**Data extracted from a collection:**
○ ○ ○ ○ ○ ○ ○

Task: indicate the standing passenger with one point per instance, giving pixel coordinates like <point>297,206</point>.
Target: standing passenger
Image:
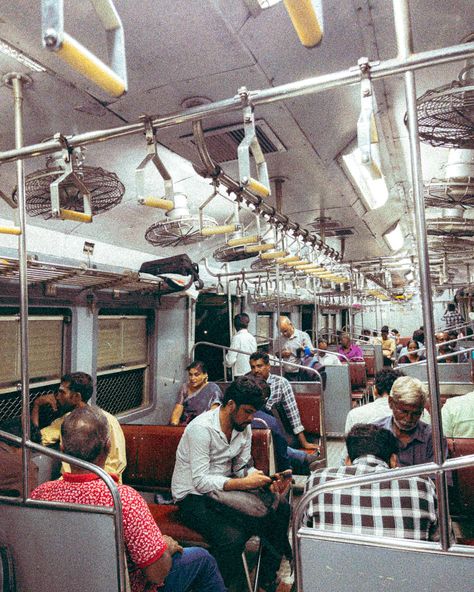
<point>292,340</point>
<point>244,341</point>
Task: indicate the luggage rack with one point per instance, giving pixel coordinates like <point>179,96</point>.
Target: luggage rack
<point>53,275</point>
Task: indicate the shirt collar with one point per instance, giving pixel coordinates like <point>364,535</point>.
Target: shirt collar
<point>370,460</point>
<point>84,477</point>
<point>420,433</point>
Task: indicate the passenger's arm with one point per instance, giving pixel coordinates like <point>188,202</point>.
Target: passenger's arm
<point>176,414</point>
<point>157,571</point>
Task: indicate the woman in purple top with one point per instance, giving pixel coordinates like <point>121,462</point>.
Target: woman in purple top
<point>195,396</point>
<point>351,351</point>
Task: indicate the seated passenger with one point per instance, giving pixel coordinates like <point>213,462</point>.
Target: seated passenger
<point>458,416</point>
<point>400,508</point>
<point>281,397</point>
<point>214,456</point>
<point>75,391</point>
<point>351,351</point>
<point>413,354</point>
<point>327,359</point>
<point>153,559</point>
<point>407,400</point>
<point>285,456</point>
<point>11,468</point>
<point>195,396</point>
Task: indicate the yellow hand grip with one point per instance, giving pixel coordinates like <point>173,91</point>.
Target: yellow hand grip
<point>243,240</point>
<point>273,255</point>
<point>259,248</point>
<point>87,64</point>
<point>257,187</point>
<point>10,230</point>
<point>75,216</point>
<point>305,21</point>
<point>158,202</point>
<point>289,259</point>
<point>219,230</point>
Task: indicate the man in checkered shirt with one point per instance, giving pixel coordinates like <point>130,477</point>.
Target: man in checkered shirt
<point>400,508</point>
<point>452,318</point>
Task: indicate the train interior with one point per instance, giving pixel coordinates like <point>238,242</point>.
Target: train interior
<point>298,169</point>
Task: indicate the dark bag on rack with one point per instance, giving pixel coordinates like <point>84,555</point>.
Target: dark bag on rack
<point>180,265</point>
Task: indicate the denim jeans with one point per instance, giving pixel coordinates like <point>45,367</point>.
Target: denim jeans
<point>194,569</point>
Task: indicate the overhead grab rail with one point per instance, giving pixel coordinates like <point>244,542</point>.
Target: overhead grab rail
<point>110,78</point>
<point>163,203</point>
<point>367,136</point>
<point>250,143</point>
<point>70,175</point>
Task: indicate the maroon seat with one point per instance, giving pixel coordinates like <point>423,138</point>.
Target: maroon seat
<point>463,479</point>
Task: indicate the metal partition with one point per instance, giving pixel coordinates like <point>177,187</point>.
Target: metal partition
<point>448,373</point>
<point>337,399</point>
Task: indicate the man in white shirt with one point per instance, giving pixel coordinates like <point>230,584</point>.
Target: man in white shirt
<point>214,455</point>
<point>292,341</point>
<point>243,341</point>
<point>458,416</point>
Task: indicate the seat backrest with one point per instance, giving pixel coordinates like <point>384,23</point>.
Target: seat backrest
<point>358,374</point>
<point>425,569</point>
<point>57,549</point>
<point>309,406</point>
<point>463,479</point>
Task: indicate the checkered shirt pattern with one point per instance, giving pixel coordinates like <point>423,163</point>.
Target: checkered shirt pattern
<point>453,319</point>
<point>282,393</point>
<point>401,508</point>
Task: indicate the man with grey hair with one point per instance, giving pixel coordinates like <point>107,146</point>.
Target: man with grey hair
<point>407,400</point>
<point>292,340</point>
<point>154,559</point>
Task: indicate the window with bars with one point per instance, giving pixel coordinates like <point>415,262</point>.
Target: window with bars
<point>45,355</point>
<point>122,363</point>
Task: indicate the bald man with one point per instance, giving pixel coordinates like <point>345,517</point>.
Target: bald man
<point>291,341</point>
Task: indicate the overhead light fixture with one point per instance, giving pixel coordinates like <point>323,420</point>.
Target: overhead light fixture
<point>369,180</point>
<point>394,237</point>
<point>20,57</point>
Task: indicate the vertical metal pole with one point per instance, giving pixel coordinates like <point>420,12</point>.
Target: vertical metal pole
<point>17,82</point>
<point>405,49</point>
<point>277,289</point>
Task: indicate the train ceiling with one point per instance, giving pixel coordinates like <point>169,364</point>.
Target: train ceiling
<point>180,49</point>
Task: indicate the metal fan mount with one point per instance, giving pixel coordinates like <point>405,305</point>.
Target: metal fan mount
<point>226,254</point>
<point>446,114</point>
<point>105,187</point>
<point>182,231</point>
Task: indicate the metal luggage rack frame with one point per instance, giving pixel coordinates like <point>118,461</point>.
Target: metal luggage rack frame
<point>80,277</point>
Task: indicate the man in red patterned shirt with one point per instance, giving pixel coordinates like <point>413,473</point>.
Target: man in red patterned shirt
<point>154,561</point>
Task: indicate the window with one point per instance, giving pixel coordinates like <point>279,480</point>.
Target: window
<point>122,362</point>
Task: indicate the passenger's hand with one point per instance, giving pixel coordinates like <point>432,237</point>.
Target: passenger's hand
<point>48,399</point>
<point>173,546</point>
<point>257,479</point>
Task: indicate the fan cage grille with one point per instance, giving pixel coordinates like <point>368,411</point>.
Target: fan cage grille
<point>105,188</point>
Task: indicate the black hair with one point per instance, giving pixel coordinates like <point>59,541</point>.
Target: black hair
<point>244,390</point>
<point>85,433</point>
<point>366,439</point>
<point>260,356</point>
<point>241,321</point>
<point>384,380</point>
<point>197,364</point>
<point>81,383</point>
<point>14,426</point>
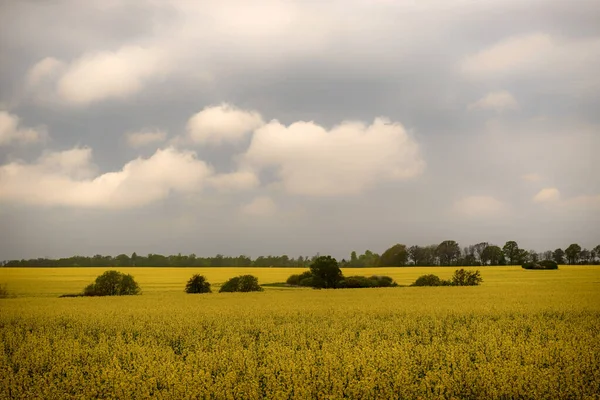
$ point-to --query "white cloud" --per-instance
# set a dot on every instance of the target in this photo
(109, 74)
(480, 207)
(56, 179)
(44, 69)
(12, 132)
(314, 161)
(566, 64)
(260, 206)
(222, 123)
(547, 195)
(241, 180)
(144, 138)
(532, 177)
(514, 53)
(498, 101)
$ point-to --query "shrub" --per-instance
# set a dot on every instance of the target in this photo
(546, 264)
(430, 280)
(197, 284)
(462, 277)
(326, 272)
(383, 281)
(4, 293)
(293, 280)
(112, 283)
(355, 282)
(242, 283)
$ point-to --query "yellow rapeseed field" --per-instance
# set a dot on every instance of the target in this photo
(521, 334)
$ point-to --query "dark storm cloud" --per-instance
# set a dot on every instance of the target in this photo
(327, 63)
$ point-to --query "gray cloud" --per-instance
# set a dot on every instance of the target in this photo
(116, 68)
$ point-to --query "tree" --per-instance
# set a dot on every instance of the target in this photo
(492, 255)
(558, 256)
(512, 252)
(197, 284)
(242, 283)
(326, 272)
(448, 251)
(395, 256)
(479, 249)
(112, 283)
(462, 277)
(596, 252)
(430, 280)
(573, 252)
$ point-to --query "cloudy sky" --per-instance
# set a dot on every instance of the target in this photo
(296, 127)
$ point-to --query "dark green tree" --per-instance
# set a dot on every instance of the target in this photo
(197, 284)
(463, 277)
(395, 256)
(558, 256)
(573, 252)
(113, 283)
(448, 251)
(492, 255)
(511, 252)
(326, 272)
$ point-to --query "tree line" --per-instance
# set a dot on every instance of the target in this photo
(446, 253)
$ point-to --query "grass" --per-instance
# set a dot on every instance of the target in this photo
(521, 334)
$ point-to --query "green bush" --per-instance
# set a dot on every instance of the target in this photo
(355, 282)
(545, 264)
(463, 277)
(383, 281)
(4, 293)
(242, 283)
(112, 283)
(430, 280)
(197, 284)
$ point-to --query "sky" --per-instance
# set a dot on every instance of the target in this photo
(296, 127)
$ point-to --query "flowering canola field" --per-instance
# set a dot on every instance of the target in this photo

○ ○ ○ ○ ○ ○ ○

**To do:** When a line in the data contains the string "field", copy that line.

**Solution to this exercise:**
$ point-to --query "yellow rapeseed field" --per-instance
$ point-to --query "flowering canola field" --per-instance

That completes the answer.